▶ [Goal of the exercise] Find every line in the data below that contains the string "covered" and copy each one in full. Matching is case-sensitive.

[Records of labeled boxes]
═══
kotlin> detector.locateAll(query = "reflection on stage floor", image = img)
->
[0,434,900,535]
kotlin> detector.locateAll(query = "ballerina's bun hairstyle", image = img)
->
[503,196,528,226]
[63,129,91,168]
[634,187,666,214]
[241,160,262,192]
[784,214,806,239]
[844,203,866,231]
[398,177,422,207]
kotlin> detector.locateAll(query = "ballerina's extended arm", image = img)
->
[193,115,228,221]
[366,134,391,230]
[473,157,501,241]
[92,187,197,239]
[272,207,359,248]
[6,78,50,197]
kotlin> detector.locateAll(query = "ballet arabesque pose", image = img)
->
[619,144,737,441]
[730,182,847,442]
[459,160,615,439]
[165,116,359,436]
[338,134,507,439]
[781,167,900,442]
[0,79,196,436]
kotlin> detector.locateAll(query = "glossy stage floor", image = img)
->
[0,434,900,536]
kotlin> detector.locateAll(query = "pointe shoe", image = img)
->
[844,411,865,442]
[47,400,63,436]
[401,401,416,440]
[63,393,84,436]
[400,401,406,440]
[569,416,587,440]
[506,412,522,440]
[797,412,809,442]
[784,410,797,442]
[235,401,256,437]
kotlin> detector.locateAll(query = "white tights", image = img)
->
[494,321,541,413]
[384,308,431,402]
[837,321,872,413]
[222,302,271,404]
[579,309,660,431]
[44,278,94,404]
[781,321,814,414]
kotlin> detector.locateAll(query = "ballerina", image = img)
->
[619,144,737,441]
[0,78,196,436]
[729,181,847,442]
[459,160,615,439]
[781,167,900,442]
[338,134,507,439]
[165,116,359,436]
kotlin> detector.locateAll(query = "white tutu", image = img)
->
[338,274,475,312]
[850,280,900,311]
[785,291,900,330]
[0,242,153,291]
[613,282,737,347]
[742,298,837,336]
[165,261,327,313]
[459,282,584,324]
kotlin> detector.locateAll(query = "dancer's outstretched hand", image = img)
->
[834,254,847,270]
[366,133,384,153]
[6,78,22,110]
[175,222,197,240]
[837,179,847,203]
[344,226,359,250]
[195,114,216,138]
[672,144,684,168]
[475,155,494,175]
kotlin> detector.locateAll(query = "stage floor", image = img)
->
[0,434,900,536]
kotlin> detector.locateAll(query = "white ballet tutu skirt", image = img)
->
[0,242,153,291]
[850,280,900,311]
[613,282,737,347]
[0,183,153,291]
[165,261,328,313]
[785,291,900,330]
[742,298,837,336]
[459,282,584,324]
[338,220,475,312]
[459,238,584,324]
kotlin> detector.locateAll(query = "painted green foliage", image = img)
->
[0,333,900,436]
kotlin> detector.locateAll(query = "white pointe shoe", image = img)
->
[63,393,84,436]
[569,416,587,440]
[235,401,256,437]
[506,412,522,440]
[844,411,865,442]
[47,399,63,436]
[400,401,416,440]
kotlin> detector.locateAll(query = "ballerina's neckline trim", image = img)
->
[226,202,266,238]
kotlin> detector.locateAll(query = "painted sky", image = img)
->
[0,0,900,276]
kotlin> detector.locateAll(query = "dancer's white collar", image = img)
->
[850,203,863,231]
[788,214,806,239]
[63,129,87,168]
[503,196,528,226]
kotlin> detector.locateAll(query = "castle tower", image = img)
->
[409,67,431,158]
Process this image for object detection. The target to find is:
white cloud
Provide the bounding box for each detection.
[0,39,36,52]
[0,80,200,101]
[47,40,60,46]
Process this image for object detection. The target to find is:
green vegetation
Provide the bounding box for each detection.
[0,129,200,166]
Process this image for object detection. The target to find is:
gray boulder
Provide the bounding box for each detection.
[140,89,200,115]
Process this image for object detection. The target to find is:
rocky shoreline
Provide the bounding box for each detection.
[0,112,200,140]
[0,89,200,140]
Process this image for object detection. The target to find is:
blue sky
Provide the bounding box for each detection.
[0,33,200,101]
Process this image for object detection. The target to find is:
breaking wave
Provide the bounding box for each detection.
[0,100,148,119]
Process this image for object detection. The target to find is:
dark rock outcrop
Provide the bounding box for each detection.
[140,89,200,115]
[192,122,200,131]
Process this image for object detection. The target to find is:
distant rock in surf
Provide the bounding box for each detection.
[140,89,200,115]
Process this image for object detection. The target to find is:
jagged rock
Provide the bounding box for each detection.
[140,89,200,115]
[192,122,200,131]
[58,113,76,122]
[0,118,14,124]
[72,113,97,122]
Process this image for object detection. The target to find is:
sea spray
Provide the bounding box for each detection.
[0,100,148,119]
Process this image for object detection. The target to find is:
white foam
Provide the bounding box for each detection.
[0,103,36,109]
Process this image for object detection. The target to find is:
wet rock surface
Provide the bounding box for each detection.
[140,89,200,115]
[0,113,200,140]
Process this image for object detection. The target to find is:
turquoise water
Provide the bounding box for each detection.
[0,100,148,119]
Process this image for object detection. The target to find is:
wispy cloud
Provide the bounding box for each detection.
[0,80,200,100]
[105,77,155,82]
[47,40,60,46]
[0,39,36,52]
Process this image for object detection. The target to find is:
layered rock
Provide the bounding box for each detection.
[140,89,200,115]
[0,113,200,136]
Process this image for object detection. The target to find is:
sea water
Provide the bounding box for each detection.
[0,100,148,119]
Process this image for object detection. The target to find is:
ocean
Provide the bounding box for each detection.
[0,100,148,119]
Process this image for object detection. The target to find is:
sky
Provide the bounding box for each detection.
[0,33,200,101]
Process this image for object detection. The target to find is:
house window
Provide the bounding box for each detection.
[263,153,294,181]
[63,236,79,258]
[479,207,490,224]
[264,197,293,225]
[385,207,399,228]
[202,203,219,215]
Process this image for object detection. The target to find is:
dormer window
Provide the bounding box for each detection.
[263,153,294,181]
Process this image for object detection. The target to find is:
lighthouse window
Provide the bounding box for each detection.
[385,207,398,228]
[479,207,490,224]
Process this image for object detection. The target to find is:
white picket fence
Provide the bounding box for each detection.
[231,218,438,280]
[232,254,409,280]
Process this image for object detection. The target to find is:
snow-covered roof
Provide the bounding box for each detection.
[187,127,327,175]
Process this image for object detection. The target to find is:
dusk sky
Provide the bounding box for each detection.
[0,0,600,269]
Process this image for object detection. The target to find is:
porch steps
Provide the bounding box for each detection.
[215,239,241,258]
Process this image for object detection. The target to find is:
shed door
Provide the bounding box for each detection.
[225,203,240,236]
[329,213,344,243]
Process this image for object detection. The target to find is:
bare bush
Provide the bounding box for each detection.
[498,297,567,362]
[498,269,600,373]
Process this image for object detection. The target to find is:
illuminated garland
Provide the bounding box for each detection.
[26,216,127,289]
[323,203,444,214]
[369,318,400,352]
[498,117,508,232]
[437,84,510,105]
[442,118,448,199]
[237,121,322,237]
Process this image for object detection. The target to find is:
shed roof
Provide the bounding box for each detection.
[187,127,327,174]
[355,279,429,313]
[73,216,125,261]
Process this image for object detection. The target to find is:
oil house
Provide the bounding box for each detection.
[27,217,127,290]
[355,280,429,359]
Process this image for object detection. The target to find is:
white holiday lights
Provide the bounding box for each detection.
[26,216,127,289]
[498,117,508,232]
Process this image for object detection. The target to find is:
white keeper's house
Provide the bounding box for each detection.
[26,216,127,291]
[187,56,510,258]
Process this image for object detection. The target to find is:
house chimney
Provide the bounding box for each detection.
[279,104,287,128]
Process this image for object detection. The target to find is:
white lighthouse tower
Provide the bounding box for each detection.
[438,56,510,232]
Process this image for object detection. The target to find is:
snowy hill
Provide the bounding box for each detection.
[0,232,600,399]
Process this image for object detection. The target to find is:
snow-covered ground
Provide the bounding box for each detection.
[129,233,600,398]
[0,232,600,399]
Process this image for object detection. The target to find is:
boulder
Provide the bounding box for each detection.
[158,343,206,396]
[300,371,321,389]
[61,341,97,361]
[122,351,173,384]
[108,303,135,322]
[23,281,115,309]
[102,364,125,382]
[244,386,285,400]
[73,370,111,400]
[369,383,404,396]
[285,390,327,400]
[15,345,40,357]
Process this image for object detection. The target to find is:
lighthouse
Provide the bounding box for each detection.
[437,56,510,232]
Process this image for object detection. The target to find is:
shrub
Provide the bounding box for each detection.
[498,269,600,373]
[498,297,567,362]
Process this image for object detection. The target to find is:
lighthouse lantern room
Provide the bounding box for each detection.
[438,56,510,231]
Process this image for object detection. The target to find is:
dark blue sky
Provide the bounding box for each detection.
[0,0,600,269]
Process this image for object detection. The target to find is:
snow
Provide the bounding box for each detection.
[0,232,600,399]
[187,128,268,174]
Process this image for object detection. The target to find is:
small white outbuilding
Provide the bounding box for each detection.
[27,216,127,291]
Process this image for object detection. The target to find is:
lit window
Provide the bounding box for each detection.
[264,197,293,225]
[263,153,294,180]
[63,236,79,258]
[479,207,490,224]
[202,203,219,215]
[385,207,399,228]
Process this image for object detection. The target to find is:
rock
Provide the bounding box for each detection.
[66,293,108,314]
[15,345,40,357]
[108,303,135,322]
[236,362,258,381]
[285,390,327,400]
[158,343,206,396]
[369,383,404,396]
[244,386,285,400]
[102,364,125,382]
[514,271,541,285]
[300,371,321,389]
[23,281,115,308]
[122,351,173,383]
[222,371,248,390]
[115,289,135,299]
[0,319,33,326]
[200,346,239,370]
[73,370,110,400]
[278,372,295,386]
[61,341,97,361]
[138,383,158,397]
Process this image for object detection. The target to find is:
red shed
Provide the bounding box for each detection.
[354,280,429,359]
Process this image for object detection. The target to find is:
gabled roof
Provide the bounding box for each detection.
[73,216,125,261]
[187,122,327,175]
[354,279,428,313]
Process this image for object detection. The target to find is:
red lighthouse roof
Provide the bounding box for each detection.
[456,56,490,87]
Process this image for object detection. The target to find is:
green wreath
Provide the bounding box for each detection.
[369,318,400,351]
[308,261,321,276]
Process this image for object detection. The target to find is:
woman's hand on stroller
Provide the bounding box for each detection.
═══
▶ [Expected answer]
snow-covered roof
snow-covered ground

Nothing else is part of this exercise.